Start of Block
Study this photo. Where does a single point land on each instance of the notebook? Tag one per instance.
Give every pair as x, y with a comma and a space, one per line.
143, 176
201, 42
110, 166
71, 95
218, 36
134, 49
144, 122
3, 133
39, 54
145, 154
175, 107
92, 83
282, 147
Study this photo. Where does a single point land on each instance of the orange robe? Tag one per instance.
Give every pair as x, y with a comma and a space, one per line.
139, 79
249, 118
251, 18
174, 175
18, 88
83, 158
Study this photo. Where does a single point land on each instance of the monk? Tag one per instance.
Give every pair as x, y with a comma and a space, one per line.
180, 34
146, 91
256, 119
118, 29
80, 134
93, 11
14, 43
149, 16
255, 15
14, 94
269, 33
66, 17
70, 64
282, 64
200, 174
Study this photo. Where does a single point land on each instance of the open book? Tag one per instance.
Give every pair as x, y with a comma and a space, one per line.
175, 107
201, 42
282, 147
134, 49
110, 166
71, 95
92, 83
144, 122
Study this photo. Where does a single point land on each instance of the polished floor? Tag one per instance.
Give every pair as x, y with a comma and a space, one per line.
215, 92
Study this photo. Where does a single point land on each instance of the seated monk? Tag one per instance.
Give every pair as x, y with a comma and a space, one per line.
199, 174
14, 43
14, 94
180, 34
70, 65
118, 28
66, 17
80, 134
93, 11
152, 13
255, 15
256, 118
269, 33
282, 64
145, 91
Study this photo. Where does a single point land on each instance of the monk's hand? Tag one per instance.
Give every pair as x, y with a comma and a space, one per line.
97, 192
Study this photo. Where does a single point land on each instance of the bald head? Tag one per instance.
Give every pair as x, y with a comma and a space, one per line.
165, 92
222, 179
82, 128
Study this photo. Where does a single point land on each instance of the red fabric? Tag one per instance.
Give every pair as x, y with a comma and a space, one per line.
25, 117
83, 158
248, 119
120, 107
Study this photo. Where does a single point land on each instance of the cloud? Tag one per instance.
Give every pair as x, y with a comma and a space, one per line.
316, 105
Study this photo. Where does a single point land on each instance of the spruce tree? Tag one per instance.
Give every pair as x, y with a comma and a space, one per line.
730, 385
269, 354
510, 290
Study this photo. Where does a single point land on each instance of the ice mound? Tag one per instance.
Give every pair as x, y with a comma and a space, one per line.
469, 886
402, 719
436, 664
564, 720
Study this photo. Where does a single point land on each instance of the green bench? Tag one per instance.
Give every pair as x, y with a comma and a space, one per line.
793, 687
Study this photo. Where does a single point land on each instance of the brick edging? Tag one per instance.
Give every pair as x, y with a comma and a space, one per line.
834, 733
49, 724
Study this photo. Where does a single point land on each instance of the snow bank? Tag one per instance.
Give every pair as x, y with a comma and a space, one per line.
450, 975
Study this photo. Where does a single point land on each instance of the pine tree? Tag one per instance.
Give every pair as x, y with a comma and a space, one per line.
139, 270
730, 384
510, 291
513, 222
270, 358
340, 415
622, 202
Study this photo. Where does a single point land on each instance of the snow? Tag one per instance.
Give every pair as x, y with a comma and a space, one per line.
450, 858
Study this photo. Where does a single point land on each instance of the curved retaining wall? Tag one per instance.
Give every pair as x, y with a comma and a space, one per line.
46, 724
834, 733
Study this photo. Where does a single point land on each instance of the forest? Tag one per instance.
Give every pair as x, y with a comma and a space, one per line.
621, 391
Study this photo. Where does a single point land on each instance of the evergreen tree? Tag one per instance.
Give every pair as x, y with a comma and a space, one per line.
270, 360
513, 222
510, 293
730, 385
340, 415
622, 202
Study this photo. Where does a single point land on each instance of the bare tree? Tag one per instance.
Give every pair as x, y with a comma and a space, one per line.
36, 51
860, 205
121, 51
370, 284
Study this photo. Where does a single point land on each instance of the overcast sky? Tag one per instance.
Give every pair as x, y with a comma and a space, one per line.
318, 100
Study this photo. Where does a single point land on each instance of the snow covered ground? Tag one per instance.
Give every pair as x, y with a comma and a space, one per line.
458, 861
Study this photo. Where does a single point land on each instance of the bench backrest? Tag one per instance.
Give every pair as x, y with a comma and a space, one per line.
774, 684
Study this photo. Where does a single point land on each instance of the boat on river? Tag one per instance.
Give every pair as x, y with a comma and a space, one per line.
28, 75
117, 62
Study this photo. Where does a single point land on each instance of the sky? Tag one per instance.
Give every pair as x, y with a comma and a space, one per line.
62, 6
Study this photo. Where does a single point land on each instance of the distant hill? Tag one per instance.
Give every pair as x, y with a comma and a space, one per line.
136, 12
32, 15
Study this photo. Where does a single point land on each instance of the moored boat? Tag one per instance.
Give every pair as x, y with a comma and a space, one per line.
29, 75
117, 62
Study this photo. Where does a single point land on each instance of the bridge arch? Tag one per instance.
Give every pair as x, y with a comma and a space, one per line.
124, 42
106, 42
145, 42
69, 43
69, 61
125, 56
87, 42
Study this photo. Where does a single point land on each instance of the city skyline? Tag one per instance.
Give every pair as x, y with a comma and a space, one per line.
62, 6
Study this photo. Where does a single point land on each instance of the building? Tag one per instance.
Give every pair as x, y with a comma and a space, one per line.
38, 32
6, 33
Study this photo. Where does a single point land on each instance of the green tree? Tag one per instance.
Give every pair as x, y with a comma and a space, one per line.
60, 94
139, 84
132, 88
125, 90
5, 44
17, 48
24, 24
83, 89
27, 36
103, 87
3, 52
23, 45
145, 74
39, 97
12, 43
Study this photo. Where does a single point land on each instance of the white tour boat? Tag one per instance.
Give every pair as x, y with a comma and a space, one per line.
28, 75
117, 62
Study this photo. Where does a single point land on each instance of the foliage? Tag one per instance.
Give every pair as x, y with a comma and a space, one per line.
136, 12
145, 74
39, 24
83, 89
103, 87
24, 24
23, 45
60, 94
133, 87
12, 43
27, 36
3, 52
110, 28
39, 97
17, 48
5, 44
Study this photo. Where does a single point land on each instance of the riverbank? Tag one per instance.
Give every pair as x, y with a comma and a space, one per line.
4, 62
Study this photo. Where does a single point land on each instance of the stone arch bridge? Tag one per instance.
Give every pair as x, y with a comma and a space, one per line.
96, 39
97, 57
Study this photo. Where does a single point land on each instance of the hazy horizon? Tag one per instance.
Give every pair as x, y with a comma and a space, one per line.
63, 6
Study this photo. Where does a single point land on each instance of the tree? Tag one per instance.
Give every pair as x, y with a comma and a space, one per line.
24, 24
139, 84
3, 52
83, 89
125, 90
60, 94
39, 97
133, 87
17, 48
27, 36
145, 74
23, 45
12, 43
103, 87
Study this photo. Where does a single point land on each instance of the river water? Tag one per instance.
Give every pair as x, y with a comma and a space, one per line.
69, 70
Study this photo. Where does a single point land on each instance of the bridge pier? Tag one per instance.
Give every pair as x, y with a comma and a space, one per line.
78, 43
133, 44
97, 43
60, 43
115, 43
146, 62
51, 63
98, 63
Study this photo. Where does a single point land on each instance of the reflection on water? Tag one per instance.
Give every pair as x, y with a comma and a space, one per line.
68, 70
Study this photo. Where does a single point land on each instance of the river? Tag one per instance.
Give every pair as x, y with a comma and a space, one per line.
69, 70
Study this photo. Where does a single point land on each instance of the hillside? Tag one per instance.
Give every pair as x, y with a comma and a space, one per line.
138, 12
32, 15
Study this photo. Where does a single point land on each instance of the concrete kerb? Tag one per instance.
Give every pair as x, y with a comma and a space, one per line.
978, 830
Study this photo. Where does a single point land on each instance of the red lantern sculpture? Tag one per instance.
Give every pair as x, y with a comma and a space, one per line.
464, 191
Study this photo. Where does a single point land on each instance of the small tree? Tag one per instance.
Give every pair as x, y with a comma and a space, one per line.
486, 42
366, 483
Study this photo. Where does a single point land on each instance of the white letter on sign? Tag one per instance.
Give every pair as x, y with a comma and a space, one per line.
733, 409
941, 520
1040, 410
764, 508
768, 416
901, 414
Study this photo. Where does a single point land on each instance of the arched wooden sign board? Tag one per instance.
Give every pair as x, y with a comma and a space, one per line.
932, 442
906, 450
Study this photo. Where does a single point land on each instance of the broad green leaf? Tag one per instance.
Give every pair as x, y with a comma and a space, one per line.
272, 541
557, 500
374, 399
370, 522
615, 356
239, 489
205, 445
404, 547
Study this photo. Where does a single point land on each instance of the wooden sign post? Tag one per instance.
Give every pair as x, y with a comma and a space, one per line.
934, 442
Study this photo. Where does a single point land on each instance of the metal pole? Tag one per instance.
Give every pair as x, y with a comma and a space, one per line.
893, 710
End of Block
### [Work to complete]
Where a line of the entries above holds the word "water", return that line.

### [Answer for this exercise]
Study this photo. Where does a single point land on each instance of the river water? Tag one per instance.
Study this photo. Where does a single point land on each instance of the reflection on water? Tag one per instance.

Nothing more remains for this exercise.